Passage shown =>
*-*-*
We at Notcutts are so pleased to have caught up with Jenny Steel, a well known gardening author to share her enthusiasm about wildlife gardening. Jenny developed a passion for wildlife when she discovered caterpillars at the age of six or seven, and an interest in birds and wildflowers soon followed. This is the first of two articles Jenny has kindly contributed to us and will be followed up with an advisory piece about how to get started with wildlife gardening.
I often think that true gardeners are born, not made. Certainly that was true for me. From the youngest age the small, narrow garden of my parents’ Victorian house in Oxford was heaven as far as I was concerned and although I think it is very likely that the flowers were not quite as beautiful as I remember, and I’m sure the days really weren’t always sunny, in my memory that small space was a sort of paradise, not just for me but also for the wildlife that shared it with my family. Helping out, learning which plants were needed and which weren’t, and getting to know the birds and insects that lived in the shrubs and borders, or watching the frogs and newts in the concrete lined pond, was simply a part of growing up. It was here that I met my first hawk-moth caterpillar and watched robins feeding young in the nest. It was a garden ahead of its time.
*-*-*
Information given =>
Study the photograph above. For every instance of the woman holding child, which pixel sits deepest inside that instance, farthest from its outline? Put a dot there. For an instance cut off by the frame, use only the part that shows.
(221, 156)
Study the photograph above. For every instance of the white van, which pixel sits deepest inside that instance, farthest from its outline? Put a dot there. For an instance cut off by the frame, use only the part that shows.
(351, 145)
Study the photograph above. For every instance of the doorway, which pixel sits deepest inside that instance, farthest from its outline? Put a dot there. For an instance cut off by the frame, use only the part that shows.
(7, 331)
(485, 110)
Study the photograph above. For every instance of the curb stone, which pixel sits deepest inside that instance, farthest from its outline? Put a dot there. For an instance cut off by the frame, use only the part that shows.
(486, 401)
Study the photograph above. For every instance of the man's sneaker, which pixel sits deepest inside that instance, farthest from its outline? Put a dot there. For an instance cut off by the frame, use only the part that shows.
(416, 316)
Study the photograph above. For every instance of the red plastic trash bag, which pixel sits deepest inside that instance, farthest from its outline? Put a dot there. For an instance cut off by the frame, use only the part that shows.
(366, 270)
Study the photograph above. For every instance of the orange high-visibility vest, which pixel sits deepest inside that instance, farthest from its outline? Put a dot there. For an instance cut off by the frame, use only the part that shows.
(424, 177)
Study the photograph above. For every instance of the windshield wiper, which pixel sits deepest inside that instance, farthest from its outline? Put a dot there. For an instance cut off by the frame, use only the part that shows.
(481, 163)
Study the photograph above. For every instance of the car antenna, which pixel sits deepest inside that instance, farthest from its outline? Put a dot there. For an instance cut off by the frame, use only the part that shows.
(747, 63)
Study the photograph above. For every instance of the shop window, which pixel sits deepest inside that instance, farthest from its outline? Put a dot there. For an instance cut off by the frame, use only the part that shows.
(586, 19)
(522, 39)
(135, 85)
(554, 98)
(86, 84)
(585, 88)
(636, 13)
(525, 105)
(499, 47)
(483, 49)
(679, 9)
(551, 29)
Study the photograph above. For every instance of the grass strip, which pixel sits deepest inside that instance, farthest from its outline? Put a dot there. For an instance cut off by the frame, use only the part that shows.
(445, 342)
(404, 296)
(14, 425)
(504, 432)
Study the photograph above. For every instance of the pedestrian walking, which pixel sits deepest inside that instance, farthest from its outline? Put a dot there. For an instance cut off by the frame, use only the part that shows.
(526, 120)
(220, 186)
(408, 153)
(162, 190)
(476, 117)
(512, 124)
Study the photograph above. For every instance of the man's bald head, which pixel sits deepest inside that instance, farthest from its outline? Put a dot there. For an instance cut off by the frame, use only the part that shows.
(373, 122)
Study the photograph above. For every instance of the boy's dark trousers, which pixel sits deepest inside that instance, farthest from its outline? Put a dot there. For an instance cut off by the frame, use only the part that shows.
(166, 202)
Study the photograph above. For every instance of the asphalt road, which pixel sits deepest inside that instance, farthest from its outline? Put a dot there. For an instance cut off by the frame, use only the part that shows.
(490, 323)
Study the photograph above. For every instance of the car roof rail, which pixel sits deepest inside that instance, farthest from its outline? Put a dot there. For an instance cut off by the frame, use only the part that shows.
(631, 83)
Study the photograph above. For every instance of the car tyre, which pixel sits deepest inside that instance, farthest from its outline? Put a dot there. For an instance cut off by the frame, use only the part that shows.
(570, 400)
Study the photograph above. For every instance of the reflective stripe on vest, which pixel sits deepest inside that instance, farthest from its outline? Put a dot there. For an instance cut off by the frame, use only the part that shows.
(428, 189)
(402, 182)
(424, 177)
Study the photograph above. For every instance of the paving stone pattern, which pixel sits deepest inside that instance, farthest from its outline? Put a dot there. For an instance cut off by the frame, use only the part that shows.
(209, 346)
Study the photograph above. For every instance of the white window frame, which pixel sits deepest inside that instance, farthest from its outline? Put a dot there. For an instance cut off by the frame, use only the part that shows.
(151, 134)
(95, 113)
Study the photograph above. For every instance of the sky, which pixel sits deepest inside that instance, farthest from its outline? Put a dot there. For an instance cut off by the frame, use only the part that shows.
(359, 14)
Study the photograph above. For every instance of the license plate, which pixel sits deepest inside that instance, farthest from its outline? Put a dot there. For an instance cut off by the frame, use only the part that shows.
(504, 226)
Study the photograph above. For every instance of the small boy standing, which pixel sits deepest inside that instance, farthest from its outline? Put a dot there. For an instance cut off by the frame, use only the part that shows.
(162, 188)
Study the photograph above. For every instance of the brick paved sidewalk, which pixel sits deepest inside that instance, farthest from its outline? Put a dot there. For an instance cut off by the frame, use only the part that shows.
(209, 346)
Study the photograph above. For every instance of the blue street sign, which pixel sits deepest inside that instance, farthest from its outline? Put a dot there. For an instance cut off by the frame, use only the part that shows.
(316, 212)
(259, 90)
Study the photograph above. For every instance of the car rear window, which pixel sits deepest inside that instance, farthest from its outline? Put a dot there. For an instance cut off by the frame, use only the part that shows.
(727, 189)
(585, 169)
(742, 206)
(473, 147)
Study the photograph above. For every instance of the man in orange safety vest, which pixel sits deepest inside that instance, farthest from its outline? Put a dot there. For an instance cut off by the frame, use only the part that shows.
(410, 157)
*-*-*
To-do list =>
(1) Restate word for word the section of the wildlife gardening passage that begins at the words "I often think" and stops after "of its time.".
(2) Please collect every line of the records that contains the word "orange".
The wildlife gardening passage and the records have no connection to each other.

The answers =>
(1)
I often think that true gardeners are born, not made. Certainly that was true for me. From the youngest age the small, narrow garden of my parents’ Victorian house in Oxford was heaven as far as I was concerned and although I think it is very likely that the flowers were not quite as beautiful as I remember, and I’m sure the days really weren’t always sunny, in my memory that small space was a sort of paradise, not just for me but also for the wildlife that shared it with my family. Helping out, learning which plants were needed and which weren’t, and getting to know the birds and insects that lived in the shrubs and borders, or watching the frogs and newts in the concrete lined pond, was simply a part of growing up. It was here that I met my first hawk-moth caterpillar and watched robins feeding young in the nest. It was a garden ahead of its time.

(2)
Study the photograph above. For every instance of the orange high-visibility vest, which pixel sits deepest inside that instance, farthest from its outline? Put a dot there. For an instance cut off by the frame, use only the part that shows.
Study the photograph above. For every instance of the man in orange safety vest, which pixel sits deepest inside that instance, farthest from its outline? Put a dot there. For an instance cut off by the frame, use only the part that shows.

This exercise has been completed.